■ Brief ■
Every line below should be given again without alteration.

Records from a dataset
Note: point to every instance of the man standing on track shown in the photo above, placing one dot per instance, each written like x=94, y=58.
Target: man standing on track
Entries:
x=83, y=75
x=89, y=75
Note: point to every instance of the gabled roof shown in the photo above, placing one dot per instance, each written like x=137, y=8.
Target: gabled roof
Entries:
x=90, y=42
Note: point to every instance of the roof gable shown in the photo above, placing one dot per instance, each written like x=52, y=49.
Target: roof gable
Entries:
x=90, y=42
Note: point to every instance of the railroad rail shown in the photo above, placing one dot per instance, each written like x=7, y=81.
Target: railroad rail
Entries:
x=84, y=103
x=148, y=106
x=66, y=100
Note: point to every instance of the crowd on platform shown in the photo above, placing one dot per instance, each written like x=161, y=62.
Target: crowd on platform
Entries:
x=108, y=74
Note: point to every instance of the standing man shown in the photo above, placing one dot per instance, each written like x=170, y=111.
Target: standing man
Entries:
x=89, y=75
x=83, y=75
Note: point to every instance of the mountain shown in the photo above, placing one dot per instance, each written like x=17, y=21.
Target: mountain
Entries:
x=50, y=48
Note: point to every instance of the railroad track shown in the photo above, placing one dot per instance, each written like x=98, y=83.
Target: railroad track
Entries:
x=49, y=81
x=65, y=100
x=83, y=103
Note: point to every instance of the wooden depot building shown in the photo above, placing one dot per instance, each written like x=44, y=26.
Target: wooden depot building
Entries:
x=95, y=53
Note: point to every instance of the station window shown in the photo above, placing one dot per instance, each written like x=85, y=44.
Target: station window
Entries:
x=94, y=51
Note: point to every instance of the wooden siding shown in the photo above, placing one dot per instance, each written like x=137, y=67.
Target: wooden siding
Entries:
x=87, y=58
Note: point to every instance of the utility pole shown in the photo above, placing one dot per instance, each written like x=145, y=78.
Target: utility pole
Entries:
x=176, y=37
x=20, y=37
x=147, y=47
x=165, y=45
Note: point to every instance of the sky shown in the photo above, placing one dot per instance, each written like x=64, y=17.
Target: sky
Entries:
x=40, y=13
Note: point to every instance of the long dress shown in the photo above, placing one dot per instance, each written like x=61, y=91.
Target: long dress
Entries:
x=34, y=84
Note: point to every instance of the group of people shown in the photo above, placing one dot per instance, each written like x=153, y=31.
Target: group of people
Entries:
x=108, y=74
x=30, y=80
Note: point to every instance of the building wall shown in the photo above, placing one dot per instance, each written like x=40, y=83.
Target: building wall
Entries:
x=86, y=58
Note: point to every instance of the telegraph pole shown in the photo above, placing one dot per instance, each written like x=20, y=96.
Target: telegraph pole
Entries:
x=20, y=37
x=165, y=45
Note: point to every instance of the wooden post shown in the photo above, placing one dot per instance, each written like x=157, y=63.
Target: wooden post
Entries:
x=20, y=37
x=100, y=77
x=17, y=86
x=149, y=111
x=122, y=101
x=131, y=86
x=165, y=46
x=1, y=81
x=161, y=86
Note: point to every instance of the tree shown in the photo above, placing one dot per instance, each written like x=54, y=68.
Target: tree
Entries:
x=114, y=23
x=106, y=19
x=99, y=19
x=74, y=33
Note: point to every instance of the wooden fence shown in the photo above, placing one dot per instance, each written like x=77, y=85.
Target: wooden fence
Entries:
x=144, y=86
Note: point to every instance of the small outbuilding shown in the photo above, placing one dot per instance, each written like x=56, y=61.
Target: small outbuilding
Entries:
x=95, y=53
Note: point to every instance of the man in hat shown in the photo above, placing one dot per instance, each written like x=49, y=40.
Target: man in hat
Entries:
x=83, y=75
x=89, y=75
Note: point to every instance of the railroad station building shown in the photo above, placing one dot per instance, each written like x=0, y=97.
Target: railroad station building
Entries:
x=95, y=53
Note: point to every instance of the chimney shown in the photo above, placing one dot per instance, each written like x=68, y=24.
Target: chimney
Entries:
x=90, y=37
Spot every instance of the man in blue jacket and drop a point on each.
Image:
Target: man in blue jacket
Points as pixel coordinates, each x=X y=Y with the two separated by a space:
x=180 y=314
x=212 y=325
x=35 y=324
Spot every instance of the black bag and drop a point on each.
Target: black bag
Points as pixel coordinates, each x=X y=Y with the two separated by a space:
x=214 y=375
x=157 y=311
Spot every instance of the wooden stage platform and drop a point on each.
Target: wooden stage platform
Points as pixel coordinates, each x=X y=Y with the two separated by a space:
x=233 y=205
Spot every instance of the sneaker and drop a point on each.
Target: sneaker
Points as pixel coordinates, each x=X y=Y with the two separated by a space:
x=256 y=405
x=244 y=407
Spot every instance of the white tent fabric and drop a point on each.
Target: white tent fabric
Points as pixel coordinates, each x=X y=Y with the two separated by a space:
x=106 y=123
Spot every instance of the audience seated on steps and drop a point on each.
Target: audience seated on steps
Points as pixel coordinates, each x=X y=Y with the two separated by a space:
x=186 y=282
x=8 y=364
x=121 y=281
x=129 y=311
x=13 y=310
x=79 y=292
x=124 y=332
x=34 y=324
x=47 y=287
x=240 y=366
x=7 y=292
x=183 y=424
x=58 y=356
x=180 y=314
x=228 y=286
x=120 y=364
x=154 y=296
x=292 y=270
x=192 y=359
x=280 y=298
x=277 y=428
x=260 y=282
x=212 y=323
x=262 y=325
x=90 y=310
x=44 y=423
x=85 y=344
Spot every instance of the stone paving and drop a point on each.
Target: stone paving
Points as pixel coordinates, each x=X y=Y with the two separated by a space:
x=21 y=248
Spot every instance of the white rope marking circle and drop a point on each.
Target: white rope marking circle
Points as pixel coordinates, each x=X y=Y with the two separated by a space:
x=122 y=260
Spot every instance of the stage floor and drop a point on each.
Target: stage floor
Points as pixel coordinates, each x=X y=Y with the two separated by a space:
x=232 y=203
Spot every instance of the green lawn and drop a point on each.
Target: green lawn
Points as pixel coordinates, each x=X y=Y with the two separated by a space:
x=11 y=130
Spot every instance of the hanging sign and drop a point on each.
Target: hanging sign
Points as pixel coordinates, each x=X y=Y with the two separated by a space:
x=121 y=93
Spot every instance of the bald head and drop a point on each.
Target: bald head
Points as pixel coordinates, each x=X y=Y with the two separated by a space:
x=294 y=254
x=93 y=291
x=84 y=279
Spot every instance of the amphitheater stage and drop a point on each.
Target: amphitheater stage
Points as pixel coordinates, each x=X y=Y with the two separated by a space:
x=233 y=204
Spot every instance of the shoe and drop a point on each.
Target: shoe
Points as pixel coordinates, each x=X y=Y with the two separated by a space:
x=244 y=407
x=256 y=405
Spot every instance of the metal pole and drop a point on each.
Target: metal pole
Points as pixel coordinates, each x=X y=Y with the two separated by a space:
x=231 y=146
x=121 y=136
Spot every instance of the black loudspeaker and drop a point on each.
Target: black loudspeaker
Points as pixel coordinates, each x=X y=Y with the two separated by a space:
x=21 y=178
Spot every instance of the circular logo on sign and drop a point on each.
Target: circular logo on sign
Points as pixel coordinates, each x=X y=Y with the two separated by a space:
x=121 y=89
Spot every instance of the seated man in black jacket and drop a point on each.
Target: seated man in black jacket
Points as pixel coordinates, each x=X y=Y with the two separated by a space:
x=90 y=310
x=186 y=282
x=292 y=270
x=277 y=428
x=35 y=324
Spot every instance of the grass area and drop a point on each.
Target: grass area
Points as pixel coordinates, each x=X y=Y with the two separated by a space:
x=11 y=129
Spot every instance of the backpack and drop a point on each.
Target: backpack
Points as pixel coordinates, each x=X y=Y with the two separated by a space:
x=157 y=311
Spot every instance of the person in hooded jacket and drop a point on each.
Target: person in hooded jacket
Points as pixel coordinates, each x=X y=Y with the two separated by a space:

■ Finished task ■
Note: point to every instance of the man standing on track shown in the photo above, placing one dot per instance, each written like x=94, y=58.
Target: man standing on track
Entries:
x=83, y=75
x=89, y=75
Note: point to every instance of the gabled roof shown in the photo above, placing one dot per instance, each written like x=137, y=8.
Target: gabled roof
Entries:
x=90, y=42
Note: point to every instance of the roof gable shown in the photo above, placing one dot per instance, each written like x=52, y=49.
Target: roof gable
Entries:
x=90, y=42
Note: point to every instance of the railroad rail shown in the photo above, placing one dot per instance, each written like x=7, y=81.
Target: railroad rail
Entries:
x=84, y=103
x=148, y=106
x=66, y=100
Note: point to every instance of the crowd on platform shown in the photo above, placing one dot per instance, each written like x=161, y=62.
Target: crowd on platform
Entries:
x=108, y=74
Note: point to every instance of the standing man shown in the photo above, placing one dot per instance, each written like x=170, y=111.
Target: standing man
Entries:
x=89, y=75
x=83, y=75
Note: point to every instance of the mountain shown in the photo above, placing one dot per instance, each written like x=17, y=21.
Target: mountain
Entries:
x=50, y=48
Note: point to every instance of the railroad track shown in the photo above, placing one dot per instance, each written like x=98, y=83.
Target: railroad track
Entries:
x=49, y=81
x=65, y=100
x=83, y=103
Note: point to every instance of the wooden depot building shown in the photo above, placing one dot per instance, each written like x=44, y=26.
Target: wooden depot building
Entries:
x=95, y=53
Note: point to every instance of the station window shown in the photo above, placing one dot per instance, each written like x=85, y=44.
Target: station window
Entries:
x=94, y=51
Note: point to every instance of the wooden siding shown in the photo above, placing one dot per instance, each written like x=137, y=67.
Target: wooden siding
Entries:
x=87, y=58
Note: point to every instance of the utility pole shown in the photo above, placing one dot per instance, each written like x=145, y=78.
Target: utility pole
Entries:
x=176, y=37
x=20, y=37
x=147, y=47
x=165, y=45
Note: point to every instance of the sky shown in the photo above, placing one dot per instance, each written like x=64, y=17.
Target: sky
Entries:
x=40, y=13
Note: point to every instance of the long dress shown in the photo above, placing one dot per instance, each written like x=61, y=91.
Target: long dress
Entries:
x=34, y=84
Note: point to every instance of the group of people shown in the photo above, placing one dot per instance, each written like x=153, y=31.
Target: group of people
Entries:
x=108, y=74
x=30, y=80
Note: point to every instance of the building wall shown in the photo above, placing one dot per instance, each written like x=40, y=83.
Target: building wall
Entries:
x=86, y=58
Note: point to every instance of the telegraph pole shown in the photo above, placing one dot per instance, each written like x=20, y=96.
Target: telegraph pole
Entries:
x=20, y=37
x=165, y=45
Note: point to every instance of the wooden post shown in the photo above, placing one dot per instance, each written like x=157, y=63.
Target: wooden post
Entries:
x=20, y=37
x=100, y=77
x=17, y=86
x=149, y=111
x=122, y=101
x=131, y=86
x=165, y=46
x=1, y=81
x=161, y=86
Note: point to every instance of the tree shown in the photo above, placing one dot per instance, each written like x=54, y=68.
Target: tree
Entries:
x=114, y=23
x=106, y=19
x=99, y=19
x=74, y=33
Note: point to every instance of the wooden fence shown in the photo above, placing one dot per instance, each written like x=77, y=85.
Target: wooden fence
Entries:
x=144, y=86
Note: point to every instance of the small outbuilding shown in the photo above, placing one dot per instance, each written like x=56, y=61.
Target: small outbuilding
Entries:
x=95, y=53
Note: point to every instance of the man in hat shown in the photo above, placing one dot per instance, each written like x=49, y=40.
Target: man in hat
Entries:
x=83, y=75
x=89, y=75
Note: point to every instance of the railroad station building shown in the photo above, placing one dot per instance, each written like x=0, y=97.
Target: railroad station building
Entries:
x=95, y=53
Note: point to every instance of the chimney shown in the photo above, placing one dot per instance, each written like x=68, y=24.
Target: chimney
Entries:
x=90, y=37
Spot every instance of the man in blue jacket and drop a point on each.
Image:
Target: man in blue jacket
Points as pixel coordinates, each x=X y=Y with the two separated by a space:
x=180 y=314
x=212 y=325
x=35 y=324
Spot every instance of the black bag and drop a point on each.
Target: black bag
Points as pixel coordinates, each x=X y=Y with the two separated by a space:
x=214 y=375
x=157 y=311
Spot every instance of the wooden stage platform and drop a point on each.
Target: wooden stage platform
Points as pixel coordinates, each x=X y=Y with the two separated by a space:
x=233 y=205
Spot every instance of the sneaker and drop a point on each.
Target: sneaker
Points as pixel coordinates, each x=X y=Y with the two separated by a space:
x=256 y=405
x=244 y=407
Spot every instance of the white tent fabric and drop a point on each.
Target: white tent fabric
Points as pixel coordinates, each x=X y=Y with the two separated by a space:
x=106 y=123
Spot every instance of the audience seated on steps and drop a point on each.
Target: audience seated on steps
Points as pixel coordinates, each x=X y=Y with the two separated by a space:
x=186 y=282
x=8 y=364
x=121 y=281
x=129 y=311
x=13 y=310
x=79 y=292
x=124 y=332
x=34 y=324
x=47 y=287
x=240 y=366
x=7 y=292
x=183 y=424
x=58 y=356
x=180 y=314
x=228 y=286
x=120 y=364
x=154 y=296
x=292 y=270
x=192 y=359
x=280 y=298
x=277 y=428
x=260 y=282
x=212 y=323
x=262 y=325
x=90 y=310
x=44 y=423
x=85 y=344
Spot every instance of the stone paving and drop a point on each.
Target: stone paving
Points as pixel coordinates, each x=X y=Y with the two separated by a space:
x=21 y=248
Spot every instance of the white rope marking circle and drop a point on each.
Target: white rope marking circle
Points as pixel coordinates, each x=X y=Y with the two separated by a space:
x=122 y=260
Spot every instance of the stage floor and drop a point on each.
Target: stage floor
Points as pixel coordinates, each x=X y=Y with the two separated by a space:
x=232 y=203
Spot every instance of the green lawn and drop a point on each.
Target: green lawn
Points as pixel coordinates, each x=X y=Y with the two separated by a space:
x=11 y=130
Spot every instance of the hanging sign and drop a point on each.
Target: hanging sign
Points as pixel coordinates, each x=X y=Y with the two separated by a space:
x=121 y=93
Spot every instance of the bald head and drop a point on each.
Target: bald head
Points as pixel coordinates, each x=X y=Y with the two separated by a space:
x=294 y=254
x=93 y=291
x=84 y=279
Spot every instance of the amphitheater stage and drop a point on each.
Target: amphitheater stage
Points as pixel coordinates, each x=X y=Y with the two separated by a space:
x=233 y=204
Spot every instance of the shoe and drop a point on each.
Target: shoe
Points as pixel coordinates, each x=X y=Y with the two separated by a space:
x=244 y=407
x=256 y=405
Spot every instance of the metal pole and drop a point on each.
Target: metal pole
Points as pixel coordinates, each x=X y=Y with the two separated by a space:
x=231 y=146
x=121 y=136
Spot every instance of the black loudspeaker and drop a point on each.
Target: black loudspeaker
Points as pixel coordinates, each x=X y=Y with the two separated by a space:
x=21 y=178
Spot every instance of the circular logo on sign and drop a point on each.
Target: circular logo on sign
Points as pixel coordinates, each x=X y=Y with the two separated by a space:
x=121 y=89
Spot every instance of the seated man in black jacket and drop a point on each.
Target: seated man in black jacket
Points as pixel coordinates, each x=X y=Y with the two separated by a space:
x=90 y=310
x=186 y=282
x=292 y=270
x=277 y=428
x=35 y=324
Spot every instance of the grass area and drop a point on each.
Target: grass area
Points as pixel coordinates, each x=X y=Y with the two separated by a space:
x=11 y=129
Spot every instance of the backpack and drop a point on each.
Target: backpack
Points as pixel coordinates, each x=X y=Y with the two separated by a space:
x=157 y=311
Spot every instance of the person in hooded jacket and drop a point on each.
Target: person in hooded jacket
Points as pixel coordinates, each x=X y=Y with the two separated by a space:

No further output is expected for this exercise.